What's wanted is a faithful retyping of every entry, pictures excluded.

GIVEN ENTRIES: Begin

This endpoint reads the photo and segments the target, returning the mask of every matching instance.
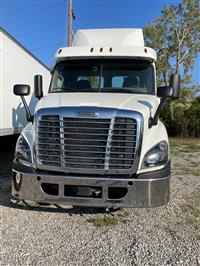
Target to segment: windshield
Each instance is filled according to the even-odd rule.
[[[50,92],[155,94],[154,67],[133,59],[61,61],[53,71]]]

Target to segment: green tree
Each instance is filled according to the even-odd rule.
[[[200,51],[199,0],[182,0],[178,5],[165,6],[163,23],[167,25],[168,43],[175,59],[175,73],[183,66],[184,74],[194,65]]]
[[[187,116],[189,135],[196,138],[200,137],[200,96],[192,101]]]
[[[200,51],[199,0],[164,6],[162,15],[144,27],[144,36],[146,45],[157,51],[160,83],[167,85],[172,71],[189,77]]]
[[[170,103],[161,113],[170,136],[200,136],[200,92],[199,86],[191,89],[183,88],[178,100],[173,102],[174,115],[171,116]]]
[[[191,87],[191,70],[200,51],[199,4],[199,0],[182,0],[177,5],[164,6],[161,16],[144,27],[145,43],[158,56],[158,86],[168,85],[172,72],[181,74],[180,98],[168,103],[161,114],[173,136],[200,134],[197,87]]]
[[[157,52],[157,82],[158,86],[168,85],[168,74],[171,71],[170,57],[171,50],[168,46],[166,25],[162,22],[162,17],[158,17],[152,24],[144,27],[145,43]]]

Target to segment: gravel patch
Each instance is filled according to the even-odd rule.
[[[0,178],[1,265],[200,265],[199,165],[198,151],[172,155],[168,205],[108,214],[13,204]]]

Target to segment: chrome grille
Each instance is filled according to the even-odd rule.
[[[137,122],[133,118],[41,115],[37,124],[39,166],[127,170],[133,167],[136,142]]]

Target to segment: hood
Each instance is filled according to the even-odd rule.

GIVEN ENTRIES: End

(ANSWER SPACE)
This endpoint reads the photo and segments the target, returning the mask of every matching instance.
Target to segment: windshield
Each instance is filled according to the even-odd rule.
[[[50,92],[155,94],[154,67],[133,59],[61,61],[53,71]]]

Target to segment: green tree
Each instance is filled according to the even-odd rule.
[[[200,51],[199,0],[182,0],[178,5],[165,6],[163,23],[167,25],[168,43],[175,59],[175,73],[183,66],[184,74],[194,65]]]
[[[187,116],[189,135],[196,138],[200,137],[200,96],[192,101]]]
[[[200,51],[199,0],[164,6],[162,15],[144,27],[144,36],[146,45],[157,51],[160,83],[167,85],[172,71],[189,77]]]
[[[170,103],[161,113],[170,136],[200,136],[200,92],[199,86],[191,89],[183,88],[178,100],[173,102],[174,115],[171,116]]]
[[[191,87],[191,70],[200,51],[199,4],[199,0],[182,0],[177,5],[164,6],[161,16],[144,27],[145,43],[158,56],[158,86],[168,85],[172,72],[181,74],[180,98],[168,103],[161,114],[173,136],[200,134],[197,87]]]
[[[157,52],[157,82],[158,86],[168,85],[168,74],[171,71],[170,57],[171,50],[168,46],[166,25],[162,22],[162,17],[158,17],[152,24],[144,27],[145,43]]]

Target to segment: gravel patch
Each instance is filled according to the even-odd rule.
[[[0,178],[1,265],[200,265],[199,165],[198,151],[172,155],[168,205],[108,214],[13,204]]]

Target to segment: chrome grille
Each instance is filled according to the even-odd rule.
[[[137,122],[133,118],[41,115],[37,124],[39,166],[127,170],[133,167],[136,142]]]

Target to segment: hood
Each instance is filled according to the even-odd rule.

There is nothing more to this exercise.